# [Task goal]
Please rewrite the material from its start through the line that has "x=209 y=282", changing "silver" to "gray" and keeping everything else the same. Leave the pictures out of your answer.

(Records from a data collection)
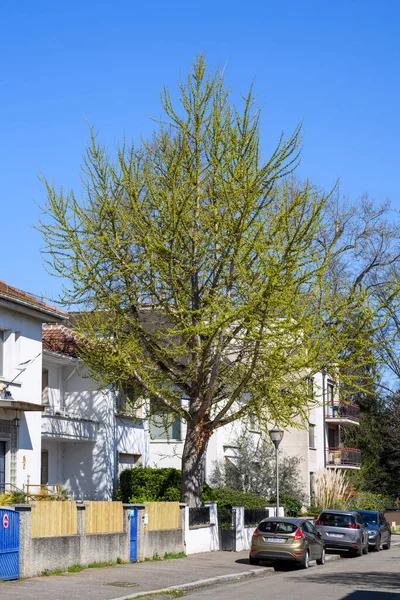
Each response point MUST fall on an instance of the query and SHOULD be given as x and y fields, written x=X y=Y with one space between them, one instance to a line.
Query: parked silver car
x=343 y=530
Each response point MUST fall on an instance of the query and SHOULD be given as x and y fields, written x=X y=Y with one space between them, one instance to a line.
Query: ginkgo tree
x=209 y=282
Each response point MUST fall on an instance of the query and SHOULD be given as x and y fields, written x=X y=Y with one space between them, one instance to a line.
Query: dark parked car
x=343 y=530
x=379 y=532
x=284 y=539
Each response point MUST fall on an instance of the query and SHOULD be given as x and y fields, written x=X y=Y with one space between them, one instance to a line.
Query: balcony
x=65 y=428
x=343 y=413
x=345 y=458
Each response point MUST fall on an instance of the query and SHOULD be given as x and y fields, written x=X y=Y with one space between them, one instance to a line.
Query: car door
x=383 y=526
x=364 y=533
x=319 y=542
x=310 y=536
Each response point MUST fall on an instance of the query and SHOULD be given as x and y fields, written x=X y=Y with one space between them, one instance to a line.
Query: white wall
x=202 y=539
x=27 y=387
x=87 y=468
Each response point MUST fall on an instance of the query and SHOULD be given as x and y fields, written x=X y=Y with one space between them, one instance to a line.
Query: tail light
x=299 y=534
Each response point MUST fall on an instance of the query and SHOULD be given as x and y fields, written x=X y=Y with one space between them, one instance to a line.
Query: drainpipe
x=324 y=373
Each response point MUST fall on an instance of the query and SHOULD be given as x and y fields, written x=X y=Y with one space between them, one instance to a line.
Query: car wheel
x=388 y=544
x=321 y=561
x=305 y=561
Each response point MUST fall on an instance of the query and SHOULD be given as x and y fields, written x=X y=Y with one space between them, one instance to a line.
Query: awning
x=19 y=405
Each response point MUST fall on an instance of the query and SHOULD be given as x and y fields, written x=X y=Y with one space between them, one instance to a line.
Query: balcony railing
x=343 y=411
x=344 y=457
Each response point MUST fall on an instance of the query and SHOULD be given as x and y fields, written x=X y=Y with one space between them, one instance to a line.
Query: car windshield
x=333 y=520
x=274 y=527
x=368 y=518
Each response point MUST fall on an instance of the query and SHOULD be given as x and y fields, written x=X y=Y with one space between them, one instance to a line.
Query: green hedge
x=370 y=501
x=146 y=484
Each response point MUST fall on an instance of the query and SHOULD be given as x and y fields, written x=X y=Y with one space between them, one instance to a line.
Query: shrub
x=370 y=501
x=145 y=484
x=226 y=497
x=292 y=504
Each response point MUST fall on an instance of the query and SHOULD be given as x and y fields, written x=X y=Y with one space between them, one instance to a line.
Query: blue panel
x=133 y=520
x=9 y=544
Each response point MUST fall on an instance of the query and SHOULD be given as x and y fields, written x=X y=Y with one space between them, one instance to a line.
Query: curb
x=196 y=584
x=192 y=585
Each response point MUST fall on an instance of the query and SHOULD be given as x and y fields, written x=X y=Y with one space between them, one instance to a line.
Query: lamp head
x=276 y=436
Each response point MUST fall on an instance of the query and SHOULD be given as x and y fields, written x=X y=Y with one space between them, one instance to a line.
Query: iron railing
x=199 y=516
x=252 y=516
x=343 y=411
x=344 y=457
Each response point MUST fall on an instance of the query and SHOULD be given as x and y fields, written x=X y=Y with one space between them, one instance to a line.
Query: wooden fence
x=54 y=518
x=163 y=515
x=104 y=517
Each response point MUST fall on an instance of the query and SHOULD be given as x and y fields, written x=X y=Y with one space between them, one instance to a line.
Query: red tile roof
x=60 y=339
x=21 y=297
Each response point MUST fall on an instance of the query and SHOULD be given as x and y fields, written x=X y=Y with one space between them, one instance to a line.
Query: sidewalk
x=124 y=580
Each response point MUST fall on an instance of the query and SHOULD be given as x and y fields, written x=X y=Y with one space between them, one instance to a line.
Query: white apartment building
x=89 y=435
x=21 y=318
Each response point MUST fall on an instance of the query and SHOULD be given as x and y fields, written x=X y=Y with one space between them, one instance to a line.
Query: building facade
x=89 y=435
x=21 y=319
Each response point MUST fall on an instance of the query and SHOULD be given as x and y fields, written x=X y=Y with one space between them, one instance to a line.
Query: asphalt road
x=372 y=577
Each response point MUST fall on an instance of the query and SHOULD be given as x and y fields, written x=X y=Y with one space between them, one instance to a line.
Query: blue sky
x=335 y=65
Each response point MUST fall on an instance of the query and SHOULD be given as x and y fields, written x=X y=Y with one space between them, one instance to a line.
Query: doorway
x=2 y=466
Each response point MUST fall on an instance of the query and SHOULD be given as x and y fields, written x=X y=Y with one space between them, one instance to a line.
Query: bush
x=370 y=501
x=292 y=504
x=145 y=484
x=226 y=497
x=13 y=497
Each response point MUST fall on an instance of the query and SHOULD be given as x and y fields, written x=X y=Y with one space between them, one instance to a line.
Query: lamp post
x=276 y=436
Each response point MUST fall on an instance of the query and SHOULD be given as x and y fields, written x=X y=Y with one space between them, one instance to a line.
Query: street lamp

# [Answer to the exercise]
Each response point MUST fall on an instance of the query and SHOULD be given as x and y fields, written x=X y=Y with one space between them, one instance to a line.
Query: parked gray car
x=343 y=530
Each response point MUST fall on an instance of the query and SHOULD be given as x and y fields, written x=X y=Y with one space between them, one instance to a line.
Query: ginkgo tree
x=209 y=282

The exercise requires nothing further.